What is expected:
Below is a set of records; print all of them exactly as written.

Data items

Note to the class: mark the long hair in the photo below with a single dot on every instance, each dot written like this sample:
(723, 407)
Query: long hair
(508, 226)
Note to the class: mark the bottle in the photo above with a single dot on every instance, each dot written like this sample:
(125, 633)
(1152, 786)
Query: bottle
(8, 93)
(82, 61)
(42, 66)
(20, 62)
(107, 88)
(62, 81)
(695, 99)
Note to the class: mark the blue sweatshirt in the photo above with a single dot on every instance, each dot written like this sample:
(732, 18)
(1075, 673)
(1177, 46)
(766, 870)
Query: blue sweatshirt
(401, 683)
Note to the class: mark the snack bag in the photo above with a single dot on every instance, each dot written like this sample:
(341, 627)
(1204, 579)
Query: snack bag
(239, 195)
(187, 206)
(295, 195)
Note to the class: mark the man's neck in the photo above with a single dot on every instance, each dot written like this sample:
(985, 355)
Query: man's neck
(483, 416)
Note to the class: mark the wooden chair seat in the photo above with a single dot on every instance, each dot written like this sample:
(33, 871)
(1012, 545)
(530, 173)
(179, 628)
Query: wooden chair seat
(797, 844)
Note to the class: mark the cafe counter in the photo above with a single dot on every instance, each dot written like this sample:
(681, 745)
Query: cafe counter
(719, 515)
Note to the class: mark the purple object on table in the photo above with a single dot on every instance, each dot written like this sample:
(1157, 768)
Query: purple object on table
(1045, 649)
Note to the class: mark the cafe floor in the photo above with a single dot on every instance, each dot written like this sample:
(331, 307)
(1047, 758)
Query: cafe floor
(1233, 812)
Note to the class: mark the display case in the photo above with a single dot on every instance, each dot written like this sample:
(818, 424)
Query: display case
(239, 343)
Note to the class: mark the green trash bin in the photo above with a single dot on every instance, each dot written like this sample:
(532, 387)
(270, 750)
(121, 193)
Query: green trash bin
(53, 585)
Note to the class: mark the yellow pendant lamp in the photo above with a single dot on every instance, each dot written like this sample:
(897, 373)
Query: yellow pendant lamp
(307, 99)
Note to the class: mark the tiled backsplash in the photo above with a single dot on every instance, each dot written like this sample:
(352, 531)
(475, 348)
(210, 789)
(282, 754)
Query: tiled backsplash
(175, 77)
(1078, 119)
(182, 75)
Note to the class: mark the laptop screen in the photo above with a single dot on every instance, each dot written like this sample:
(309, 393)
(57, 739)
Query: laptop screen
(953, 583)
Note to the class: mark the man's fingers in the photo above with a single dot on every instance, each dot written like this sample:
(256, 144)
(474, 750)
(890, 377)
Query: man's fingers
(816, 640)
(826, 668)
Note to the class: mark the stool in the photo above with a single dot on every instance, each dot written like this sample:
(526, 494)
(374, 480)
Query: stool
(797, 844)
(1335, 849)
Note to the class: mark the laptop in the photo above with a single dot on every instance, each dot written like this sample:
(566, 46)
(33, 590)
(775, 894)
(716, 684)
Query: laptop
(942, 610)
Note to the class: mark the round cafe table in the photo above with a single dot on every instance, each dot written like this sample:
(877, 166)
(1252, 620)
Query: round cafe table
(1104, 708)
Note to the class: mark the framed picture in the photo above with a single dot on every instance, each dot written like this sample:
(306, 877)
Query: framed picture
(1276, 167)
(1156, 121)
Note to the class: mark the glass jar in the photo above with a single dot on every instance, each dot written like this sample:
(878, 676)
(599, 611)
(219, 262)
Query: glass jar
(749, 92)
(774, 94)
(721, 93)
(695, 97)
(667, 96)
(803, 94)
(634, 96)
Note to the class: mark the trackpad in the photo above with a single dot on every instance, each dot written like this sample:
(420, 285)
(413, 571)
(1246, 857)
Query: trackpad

Result:
Note to the class: mark the long hair in the photo below with a single dot on every instance, each dot written like this sample:
(723, 407)
Query: long hair
(508, 226)
Note to the class: mark the bottle in the photo above with a single dot on every instance, each dot written like this sample:
(125, 633)
(1152, 786)
Query: bottle
(8, 93)
(82, 61)
(42, 66)
(20, 62)
(107, 88)
(62, 81)
(695, 99)
Note to the class: mark the blue sweatshirt in the photo above with a single dot on every instance, each dot written like this sample:
(732, 18)
(1075, 673)
(1177, 46)
(766, 870)
Query: blue sweatshirt
(401, 683)
Note to the class: mark the snack bag in the photo above with a single dot on every instance, each dot written like this sample:
(341, 627)
(1204, 579)
Query: snack bag
(239, 195)
(187, 206)
(295, 195)
Note to the class: mark the man's neck in the photo above with a single dot on every instance, each dot written like this sample:
(985, 355)
Query: man's neck
(483, 416)
Note to the class: mark the wooden chair seat in the photo above with a single dot on every instance, each dot written like this sample:
(33, 871)
(1012, 545)
(530, 173)
(179, 628)
Query: wooden chair seat
(797, 844)
Note to the class: mark the cafe counter in the photo above with a single dot on every instance, each dot written like this sample:
(681, 745)
Query: cafe counter
(719, 515)
Note to the class: mark the purple object on table in the photo above with a single dot on every instance, each dot written like this sample:
(1157, 768)
Query: purple object on table
(1045, 649)
Note to the class: mark the cafe floor in the photo above with a single dot on every instance, each dot written like this sample:
(331, 307)
(1047, 758)
Query: cafe floor
(1233, 812)
Note to the class: mark the display case in the photo above with a single dot on every instance, each dot written like this sample:
(818, 424)
Query: display case
(239, 343)
Note to the class: mark the green trash bin in the photo above with a single dot on every instance, each dot written like this sample:
(532, 387)
(270, 750)
(121, 193)
Query: green trash bin
(53, 585)
Note to the class: mark the yellow pendant lamp in the photo above with a single dot on every instance, each dot written like this sample:
(897, 373)
Query: yellow pendant lamp
(307, 99)
Note to the class: mark the tiled backsplash in the photo above with a single dot on every instance, each dot written like this sample:
(352, 531)
(475, 348)
(210, 789)
(282, 754)
Query: tiled backsplash
(175, 77)
(1078, 119)
(182, 75)
Note to the class: mark the laptop screen in the photo above with a single dot on every instance, each dot written like this sample:
(309, 393)
(57, 739)
Query: laptop screen
(953, 583)
Note to the class: mark the man's fingers in the photo above with a single dot on every instance, each dot written like this sample:
(256, 144)
(474, 750)
(890, 377)
Query: man's fingers
(816, 640)
(826, 668)
Note to the class: mark the stool in the photo above with a single dot on every instance, each dot written like this sample:
(526, 494)
(374, 480)
Query: stool
(797, 844)
(1335, 849)
Note to the class: mark the laptop in the photo above with a single dot on every instance, each dot written like this sample:
(566, 46)
(33, 590)
(775, 894)
(716, 684)
Query: laptop
(942, 610)
Note to the class: mark the round cafe table in the photo above with a single dot on every instance, each dot written like this sample:
(877, 166)
(1252, 620)
Query: round cafe table
(1104, 708)
Note to the class: mark the framed picture in the photo above with a single dot on every instance, each dot written like this sample:
(306, 877)
Query: framed picture
(1276, 167)
(1156, 121)
Note to the class: mark the glass jar in the photo above with a single dot on every instance, each dot written like this sample:
(878, 676)
(599, 611)
(219, 262)
Query: glass jar
(749, 92)
(774, 94)
(721, 93)
(695, 97)
(667, 96)
(803, 94)
(634, 96)
Note to the class: mark the trackpad in the photo above with a single dot on every instance, each dot written like this sample:
(420, 285)
(413, 571)
(1246, 857)
Query: trackpad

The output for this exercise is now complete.